Task to complete:
Recast every line of the items below as a numbered list, skipping any blank lines. Leave the pictures out of your answer.
begin Excerpted records
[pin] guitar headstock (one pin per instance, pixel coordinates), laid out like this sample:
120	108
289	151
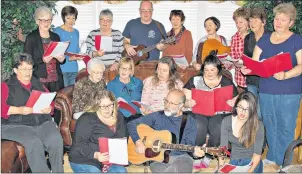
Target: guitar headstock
216	151
169	40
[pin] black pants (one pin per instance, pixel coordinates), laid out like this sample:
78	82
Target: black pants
208	125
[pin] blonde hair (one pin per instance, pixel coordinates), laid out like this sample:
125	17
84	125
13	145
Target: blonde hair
128	61
242	12
95	103
288	9
42	11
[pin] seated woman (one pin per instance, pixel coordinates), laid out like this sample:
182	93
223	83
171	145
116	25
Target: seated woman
108	57
102	119
211	25
245	133
126	86
211	78
86	87
184	40
157	87
36	132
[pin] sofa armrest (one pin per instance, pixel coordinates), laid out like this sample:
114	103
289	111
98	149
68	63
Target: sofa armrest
63	102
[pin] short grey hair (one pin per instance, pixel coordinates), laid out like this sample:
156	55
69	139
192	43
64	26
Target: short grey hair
95	61
42	11
106	12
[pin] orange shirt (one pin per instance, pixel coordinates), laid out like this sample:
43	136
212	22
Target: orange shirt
183	47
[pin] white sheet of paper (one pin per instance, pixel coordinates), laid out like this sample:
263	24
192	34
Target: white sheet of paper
60	49
43	102
106	43
181	61
118	151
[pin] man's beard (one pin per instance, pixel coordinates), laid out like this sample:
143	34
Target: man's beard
170	113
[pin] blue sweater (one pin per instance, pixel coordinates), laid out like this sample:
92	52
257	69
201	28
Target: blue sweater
130	91
159	121
73	37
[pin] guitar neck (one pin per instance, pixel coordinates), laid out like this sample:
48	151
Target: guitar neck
179	147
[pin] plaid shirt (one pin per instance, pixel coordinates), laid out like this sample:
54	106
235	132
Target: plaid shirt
237	45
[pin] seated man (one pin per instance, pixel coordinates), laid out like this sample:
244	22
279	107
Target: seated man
86	87
36	132
170	119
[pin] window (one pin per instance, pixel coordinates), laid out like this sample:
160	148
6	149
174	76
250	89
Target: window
195	11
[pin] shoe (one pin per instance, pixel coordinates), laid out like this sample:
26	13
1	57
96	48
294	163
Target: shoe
266	161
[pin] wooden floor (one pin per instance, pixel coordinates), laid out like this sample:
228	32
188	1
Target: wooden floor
213	164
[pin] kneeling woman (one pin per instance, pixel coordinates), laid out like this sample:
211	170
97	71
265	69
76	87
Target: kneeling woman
245	133
102	119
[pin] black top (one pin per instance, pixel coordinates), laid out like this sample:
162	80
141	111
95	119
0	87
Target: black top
85	139
249	45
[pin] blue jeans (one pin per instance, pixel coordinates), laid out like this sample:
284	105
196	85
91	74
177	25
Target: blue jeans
255	90
279	118
86	168
246	161
69	78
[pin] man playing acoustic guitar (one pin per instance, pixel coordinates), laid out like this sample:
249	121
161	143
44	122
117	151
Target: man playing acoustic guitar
171	119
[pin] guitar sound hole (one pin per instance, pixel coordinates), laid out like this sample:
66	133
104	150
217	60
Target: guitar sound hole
149	153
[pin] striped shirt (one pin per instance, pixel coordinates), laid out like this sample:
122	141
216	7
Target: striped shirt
117	46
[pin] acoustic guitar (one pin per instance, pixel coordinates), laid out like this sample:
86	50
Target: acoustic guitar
142	52
157	142
206	47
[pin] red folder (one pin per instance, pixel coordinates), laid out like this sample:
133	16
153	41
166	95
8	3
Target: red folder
270	66
76	55
52	46
210	102
127	107
34	96
122	158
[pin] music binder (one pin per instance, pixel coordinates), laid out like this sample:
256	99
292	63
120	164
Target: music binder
210	102
39	100
56	49
268	67
116	148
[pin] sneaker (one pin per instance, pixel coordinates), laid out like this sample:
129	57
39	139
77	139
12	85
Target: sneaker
266	161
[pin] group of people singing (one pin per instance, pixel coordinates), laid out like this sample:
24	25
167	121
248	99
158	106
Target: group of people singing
267	107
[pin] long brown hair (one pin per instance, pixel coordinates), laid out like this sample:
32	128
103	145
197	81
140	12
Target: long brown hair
95	103
248	132
173	75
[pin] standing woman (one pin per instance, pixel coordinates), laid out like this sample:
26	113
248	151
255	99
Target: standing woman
245	133
211	25
102	119
184	40
66	32
280	95
46	69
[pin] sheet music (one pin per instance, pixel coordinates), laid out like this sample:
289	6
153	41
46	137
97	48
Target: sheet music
43	102
60	49
106	43
118	151
180	60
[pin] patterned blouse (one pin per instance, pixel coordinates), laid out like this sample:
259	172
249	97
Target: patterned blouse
237	46
153	96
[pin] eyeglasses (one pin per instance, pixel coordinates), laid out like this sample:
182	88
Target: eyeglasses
241	109
170	103
26	69
110	106
45	20
106	21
end Excerpted records
Result of the task:
1. [pin] guitar headstock (one pin per instance, pixel coordinates), laid out like this sample:
2. 120	108
3. 289	151
4. Target: guitar headstock
5. 216	151
6. 169	40
7. [pin] black pants (one pin per instance, pixel coordinates), laid out like this sample:
8. 78	82
9. Target: black pants
10. 208	125
11. [pin] blonde hair (one pin per instance, pixel coordinates), laid out like this sample:
12. 125	17
13. 84	125
14. 13	145
15. Target: blonde hair
16. 128	61
17. 242	12
18. 95	103
19. 288	9
20. 42	11
21. [pin] seated woman (one pin per instance, pixel coordinates), laid out like this sample:
22. 182	93
23. 223	83
24. 171	145
25. 116	25
26. Target: seated woman
27. 108	57
28. 102	119
29. 211	25
30. 245	133
31. 126	86
32. 211	78
33. 86	87
34. 184	40
35. 157	87
36. 36	132
37. [pin] sofa armrest (one pin per instance, pixel coordinates), laid out like this sample:
38. 114	103
39. 289	111
40. 98	149
41. 68	63
42. Target: sofa armrest
43. 63	102
44. [pin] short grey hair (one pin per instance, pixel coordinates), laid out like this sample:
45. 156	55
46. 69	139
47. 192	43
48. 64	26
49. Target: short grey hair
50. 95	61
51. 42	11
52. 106	12
53. [pin] orange shirt (one pin per instance, pixel coordinates), laid out like this sample:
54. 43	136
55. 212	22
56. Target: orange shirt
57. 183	47
58. [pin] white sheet of paper (one pin per instance, pixel coordinates), laid out like this sample:
59. 263	24
60. 192	34
61. Target: white sheet of paper
62. 60	49
63. 43	102
64. 106	43
65. 181	61
66. 118	151
67. [pin] man's beard (one pin per instance, pixel coordinates), laid out like this sample:
68. 143	34
69. Target: man's beard
70. 170	113
71. [pin] blue sweater (one pin per instance, pixel coordinates), laid out like this sample:
72. 92	52
73. 257	69
74. 201	28
75. Target: blue sweater
76. 130	91
77. 159	121
78. 73	37
79. [pin] guitar neck (one pin per instance, pixel coordinates), laid out like this sample:
80. 48	151
81. Target: guitar neck
82. 179	147
83. [pin] plaid shirt (one pin per instance, pixel coordinates), laid out like this sample:
84. 54	106
85. 235	132
86. Target: plaid shirt
87. 237	45
88. [pin] seated man (one pin per instance, pixel coordinates), laid out like this sample:
89. 244	22
90. 279	107
91. Target: seated man
92. 86	87
93. 36	132
94. 170	119
95. [pin] window (one pin per instance, pixel coordinates), laid out like this sample:
96. 160	148
97. 6	149
98. 174	76
99. 250	89
100. Target: window
101. 195	11
102. [pin] shoe (one pin per instance, pixel coordinates), laid out like this sample:
103. 26	13
104. 1	57
105. 96	48
106. 294	163
107. Target: shoe
108. 266	161
109. [pin] wooden floor (one pin per instance, pixel coordinates), laid out like this sample:
110. 228	32
111. 188	1
112. Target: wooden floor
113. 213	164
114. [pin] kneeling woman (one pin per instance, pixel coordinates), laid out like this sample:
115. 211	170
116. 97	71
117. 265	69
118. 76	87
119. Target: kneeling woman
120. 245	133
121. 102	119
122. [pin] black top (one pin per instance, pixel coordinates), laid out like this sample:
123. 162	80
124. 141	111
125. 95	119
126. 0	87
127. Target: black top
128. 85	139
129. 249	45
130. [pin] blue jeans (one pin per instance, pixel coordinates), laid out like this sample:
131. 284	105
132. 196	85
133. 91	74
134. 177	25
135. Target: blue jeans
136. 255	90
137. 279	118
138. 86	168
139. 246	161
140. 69	78
141. [pin] man playing acoustic guitar (one pin per instance, pixel coordinates), laid out like this sample:
142. 249	121
143. 161	143
144. 44	122
145. 117	151
146. Target: man playing acoustic guitar
147. 171	119
148. [pin] guitar sound hole (one pin per instance, pixel coordinates), laid out like this sample:
149. 66	133
150. 104	150
151. 217	60
152. Target: guitar sound hole
153. 149	153
154. [pin] striped shirt (one pin per instance, pixel coordinates), laid out like this sample:
155. 122	141
156. 216	7
157. Target: striped shirt
158. 117	46
159. [pin] acoustic guitar (one pin per instance, pixel coordinates), laid out like this sample:
160. 86	50
161. Target: acoustic guitar
162. 142	52
163. 157	142
164. 206	47
165. [pin] red folder (one pin per instance, pixel coordinates), laid out like this sample:
166. 133	16
167. 153	41
168. 166	95
169. 8	3
170. Target: red folder
171. 270	66
172. 76	55
173. 52	46
174. 210	102
175. 127	107
176. 34	96
177. 122	158
178. [pin] music binder (one pin per instance, pixel coordinates), laid out like this sample:
179. 256	99
180. 292	63
181. 120	164
182. Target: music binder
183. 210	102
184. 39	100
185. 56	49
186. 268	67
187. 116	148
188. [pin] sneaker (one pin per instance, pixel coordinates), laid out like this sample:
189. 129	57
190. 39	139
191. 77	139
192. 12	85
193. Target: sneaker
194. 266	161
195. [pin] group of people singing (one pin per instance, pixel coordinates), laid out like this sample:
196. 24	25
197. 167	121
198. 248	99
199. 158	106
200. Target: group of people singing
201. 267	107
202. [pin] long brown hair (one pin per instance, pixel coordinates), laid out like this sample:
203. 32	128
204. 103	145
205. 197	81
206. 140	12
207. Target: long brown hair
208. 95	103
209. 248	132
210. 173	75
211. [pin] standing woman (one pin per instance, pixel coordinates), laid out like this sample:
212. 26	113
213. 248	151
214. 255	99
215. Target: standing woman
216. 245	133
217. 211	25
218. 102	119
219. 184	40
220. 66	32
221. 280	95
222. 46	69
223. [pin] sheet music (one pin per instance, pixel coordinates), laid out like this sample:
224. 289	6
225. 153	41
226. 46	137
227. 97	48
228. Target: sheet music
229. 43	102
230. 60	49
231. 106	43
232. 118	151
233. 180	60
234. [pin] patterned blouse (one pin per instance, pixel coordinates), laid out like this sample:
235. 259	172
236. 249	97
237. Target: patterned blouse
238. 237	46
239. 153	96
240. [pin] eyeglasses (one pin per instance, pixel coordinates), laid out like this sample:
241. 182	88
242. Target: eyeglasses
243. 241	109
244. 170	103
245. 26	69
246. 110	106
247. 45	20
248. 106	21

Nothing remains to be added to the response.